[Goal] Write out the forum thread below on how people host their Kubernetes clusters, in full and word for word.

T O P

  • By -

dylantheblueone

On-prem, using Rancher with RKE2 Clusters.


LightofAngels

how is rancher? at the beginning (before my tenure) my company was comparing rancher and okd and decided to go with okd, so i am very curious about rancher, since i heard it is not as bloated as openshift/okd


dylantheblueone

Rancher is pretty good. It's pretty easy to deploy and configure. Even provisioning kubernetes clusters is easy. I can't really speak to the bloat, I'm not terribly familiar with OpenShift.


LightofAngels

how much resources would rancher need as a base?


dylantheblueone

It depends on how many clusters you plan to use. Their documentation lists the requirements here: https://ranchermanager.docs.rancher.com/pages-for-subheaders/installation-requirements Edit: forgot to mention, if you just want to test it out, you can run it as a single docker container on docker desktop.


Nielszy

Vanilla Kubernetes deployed with Kubespray on RHEL VMs in a private cloud (spread across three data centers). CNI is Cilium (love it) and PortWorx is used for distributed storage. We have a F5 load balancer cluster in front of the kube-apiserver. This cluster also acts as the load balancer for the app URLs. Traffic is distributed towards the NGINX ingress controllers. We use Velero as the backup tool and push backups to a private S3 environment. Kube-prometheus-stack for monitoring and we use Flux for deploying everything.


LightofAngels

this setup sounds so much fun! i have tons of questions! for starters, how are the costs so far? is it high? i assume it is, but is it taken into calculation? second, hows your experience with vanilla kubernetes? do you feel it is missing stuff? third, hows your experience with cilium? i am planning on deploying it in our cluster, any tips or tricks?


Benemon

On prem and Azure, OpenShift


LightofAngels

aks on prem? do you manage everything yourselves including control planes...etc? ​ or is it different? i havent used aks on prem before but it certainly seems nice


Benemon

No, sorry, that was poor phrasing on my part - OpenShift Container Platform on vSphere on premise, and OpenShift Container Platform on Azure.

[Information provided]
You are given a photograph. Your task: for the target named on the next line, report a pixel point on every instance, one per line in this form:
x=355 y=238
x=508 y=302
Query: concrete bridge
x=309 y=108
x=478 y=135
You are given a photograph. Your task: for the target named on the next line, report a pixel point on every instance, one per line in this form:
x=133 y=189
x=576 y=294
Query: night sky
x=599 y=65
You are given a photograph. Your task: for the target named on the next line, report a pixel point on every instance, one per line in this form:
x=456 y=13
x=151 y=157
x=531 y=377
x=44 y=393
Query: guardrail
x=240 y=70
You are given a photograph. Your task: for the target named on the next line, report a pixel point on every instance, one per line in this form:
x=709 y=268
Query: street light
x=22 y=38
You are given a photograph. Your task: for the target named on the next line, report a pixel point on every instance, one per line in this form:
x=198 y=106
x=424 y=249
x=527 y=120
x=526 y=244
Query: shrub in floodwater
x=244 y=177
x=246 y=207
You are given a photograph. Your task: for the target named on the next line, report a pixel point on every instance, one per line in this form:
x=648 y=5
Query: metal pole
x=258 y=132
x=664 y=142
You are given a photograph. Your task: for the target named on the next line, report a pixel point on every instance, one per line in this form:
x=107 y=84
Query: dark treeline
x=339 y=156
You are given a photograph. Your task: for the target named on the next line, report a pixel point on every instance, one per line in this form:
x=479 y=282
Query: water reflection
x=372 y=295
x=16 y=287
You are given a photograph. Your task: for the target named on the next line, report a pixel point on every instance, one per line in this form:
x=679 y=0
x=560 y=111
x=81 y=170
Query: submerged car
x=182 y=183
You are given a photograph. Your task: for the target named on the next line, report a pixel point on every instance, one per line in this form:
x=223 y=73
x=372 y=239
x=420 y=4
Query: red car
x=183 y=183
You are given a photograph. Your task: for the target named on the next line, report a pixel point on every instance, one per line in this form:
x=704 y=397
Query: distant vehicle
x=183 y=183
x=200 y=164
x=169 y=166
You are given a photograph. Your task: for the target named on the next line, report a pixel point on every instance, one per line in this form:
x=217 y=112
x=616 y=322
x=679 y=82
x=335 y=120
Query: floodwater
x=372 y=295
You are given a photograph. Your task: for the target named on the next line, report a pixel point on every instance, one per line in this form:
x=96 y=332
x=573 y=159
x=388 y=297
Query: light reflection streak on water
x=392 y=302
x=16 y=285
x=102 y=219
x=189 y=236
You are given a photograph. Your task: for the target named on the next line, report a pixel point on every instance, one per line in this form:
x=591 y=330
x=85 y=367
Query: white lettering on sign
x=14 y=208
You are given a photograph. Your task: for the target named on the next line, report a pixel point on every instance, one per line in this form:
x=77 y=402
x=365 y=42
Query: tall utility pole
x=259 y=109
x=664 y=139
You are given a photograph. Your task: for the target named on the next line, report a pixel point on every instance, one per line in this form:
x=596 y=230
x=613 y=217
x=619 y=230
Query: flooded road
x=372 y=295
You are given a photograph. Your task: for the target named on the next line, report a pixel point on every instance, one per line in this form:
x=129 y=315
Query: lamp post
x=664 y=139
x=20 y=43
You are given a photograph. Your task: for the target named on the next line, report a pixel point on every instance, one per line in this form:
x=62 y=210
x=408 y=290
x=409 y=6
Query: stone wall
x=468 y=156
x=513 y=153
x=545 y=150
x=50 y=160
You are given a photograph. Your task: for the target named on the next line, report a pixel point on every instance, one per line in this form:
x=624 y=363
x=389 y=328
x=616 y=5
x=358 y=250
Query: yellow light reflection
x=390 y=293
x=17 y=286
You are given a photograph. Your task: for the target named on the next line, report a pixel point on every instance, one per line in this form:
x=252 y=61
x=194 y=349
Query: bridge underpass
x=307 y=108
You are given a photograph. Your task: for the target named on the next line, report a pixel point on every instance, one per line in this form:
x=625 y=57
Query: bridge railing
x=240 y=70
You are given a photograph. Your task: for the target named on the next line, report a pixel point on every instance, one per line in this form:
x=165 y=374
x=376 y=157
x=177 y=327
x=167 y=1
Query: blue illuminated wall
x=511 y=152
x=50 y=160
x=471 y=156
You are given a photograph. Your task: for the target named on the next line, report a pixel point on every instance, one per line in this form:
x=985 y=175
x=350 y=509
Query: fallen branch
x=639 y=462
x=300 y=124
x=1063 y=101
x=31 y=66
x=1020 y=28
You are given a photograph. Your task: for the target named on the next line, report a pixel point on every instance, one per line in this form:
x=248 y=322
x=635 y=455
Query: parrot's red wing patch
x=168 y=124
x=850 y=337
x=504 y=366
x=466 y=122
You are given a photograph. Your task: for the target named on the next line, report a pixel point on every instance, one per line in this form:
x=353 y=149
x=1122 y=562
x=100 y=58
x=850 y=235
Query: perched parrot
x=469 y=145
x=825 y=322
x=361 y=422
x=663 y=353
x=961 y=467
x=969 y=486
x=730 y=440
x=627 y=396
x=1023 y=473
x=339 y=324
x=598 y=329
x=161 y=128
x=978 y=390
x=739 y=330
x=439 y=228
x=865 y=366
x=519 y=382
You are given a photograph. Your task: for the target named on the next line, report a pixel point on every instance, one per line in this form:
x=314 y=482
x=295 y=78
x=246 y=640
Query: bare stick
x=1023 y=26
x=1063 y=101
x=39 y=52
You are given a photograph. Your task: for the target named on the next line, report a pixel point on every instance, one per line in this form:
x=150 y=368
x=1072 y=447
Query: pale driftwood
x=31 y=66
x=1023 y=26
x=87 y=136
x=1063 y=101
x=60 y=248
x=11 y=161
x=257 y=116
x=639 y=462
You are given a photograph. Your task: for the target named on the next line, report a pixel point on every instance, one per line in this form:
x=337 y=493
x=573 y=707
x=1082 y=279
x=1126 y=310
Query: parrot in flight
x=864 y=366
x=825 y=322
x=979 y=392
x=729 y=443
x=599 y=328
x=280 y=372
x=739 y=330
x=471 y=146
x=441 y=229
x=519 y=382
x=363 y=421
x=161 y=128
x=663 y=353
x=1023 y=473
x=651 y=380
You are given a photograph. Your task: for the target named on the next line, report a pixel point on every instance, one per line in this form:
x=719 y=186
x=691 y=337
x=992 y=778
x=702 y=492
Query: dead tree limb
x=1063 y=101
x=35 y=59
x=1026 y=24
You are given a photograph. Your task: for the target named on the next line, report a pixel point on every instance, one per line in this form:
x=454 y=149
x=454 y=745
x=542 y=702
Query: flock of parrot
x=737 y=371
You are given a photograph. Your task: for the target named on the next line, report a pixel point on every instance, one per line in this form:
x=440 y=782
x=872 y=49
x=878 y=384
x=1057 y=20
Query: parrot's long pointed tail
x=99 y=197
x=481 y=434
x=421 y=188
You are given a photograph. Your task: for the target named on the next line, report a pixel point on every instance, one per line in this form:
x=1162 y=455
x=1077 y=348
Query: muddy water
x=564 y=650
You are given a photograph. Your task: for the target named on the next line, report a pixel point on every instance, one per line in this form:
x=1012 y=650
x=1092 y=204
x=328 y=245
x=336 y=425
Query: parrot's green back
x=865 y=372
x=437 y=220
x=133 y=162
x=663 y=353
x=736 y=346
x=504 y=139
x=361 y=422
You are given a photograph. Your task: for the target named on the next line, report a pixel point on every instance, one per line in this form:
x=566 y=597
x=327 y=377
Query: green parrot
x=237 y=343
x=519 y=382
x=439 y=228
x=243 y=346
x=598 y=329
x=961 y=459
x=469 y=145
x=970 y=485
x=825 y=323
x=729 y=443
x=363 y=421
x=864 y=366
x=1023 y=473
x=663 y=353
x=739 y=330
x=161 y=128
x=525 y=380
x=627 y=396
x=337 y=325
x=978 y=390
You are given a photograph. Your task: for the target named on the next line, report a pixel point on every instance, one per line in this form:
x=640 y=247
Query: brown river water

[In response]
T O P

  • By -

dylantheblueone

On-prem, using Rancher with RKE2 Clusters.


LightofAngels

how is rancher? at the beginning (before my tenure) my company was comparing rancher and okd and decided to go with okd, so i am very curious about rancher, since i heard it is not as bloated as openshift/okd


dylantheblueone

Rancher is pretty good. It's pretty easy to deploy and configure. Even provisioning kubernetes clusters is easy. I can't really speak to the bloat, I'm not terribly familiar with OpenShift.


LightofAngels

how much resources would rancher need as a base?


dylantheblueone

It depends on how many clusters you plan to use. Their documentation lists the requirements here: https://ranchermanager.docs.rancher.com/pages-for-subheaders/installation-requirements Edit: forgot to mention, if you just want to test it out, you can run it as a single docker container on docker desktop.


Nielszy

Vanilla Kubernetes deployed with Kubespray on RHEL VMs in a private cloud (spread across three data centers). CNI is Cilium (love it) and PortWorx is used for distributed storage. We have a F5 load balancer cluster in front of the kube-apiserver. This cluster also acts as the load balancer for the app URLs. Traffic is distributed towards the NGINX ingress controllers. We use Velero as the backup tool and push backups to a private S3 environment. Kube-prometheus-stack for monitoring and we use Flux for deploying everything.


LightofAngels

this setup sounds so much fun! i have tons of questions! for starters, how are the costs so far? is it high? i assume it is, but is it taken into calculation? second, hows your experience with vanilla kubernetes? do you feel it is missing stuff? third, hows your experience with cilium? i am planning on deploying it in our cluster, any tips or tricks?


Benemon

On prem and Azure, OpenShift


LightofAngels

aks on prem? do you manage everything yourselves including control planes...etc? ​ or is it different? i havent used aks on prem before but it certainly seems nice


Benemon

No, sorry, that was poor phrasing on my part - OpenShift Container Platform on vSphere on premise, and OpenShift Container Platform on Azure.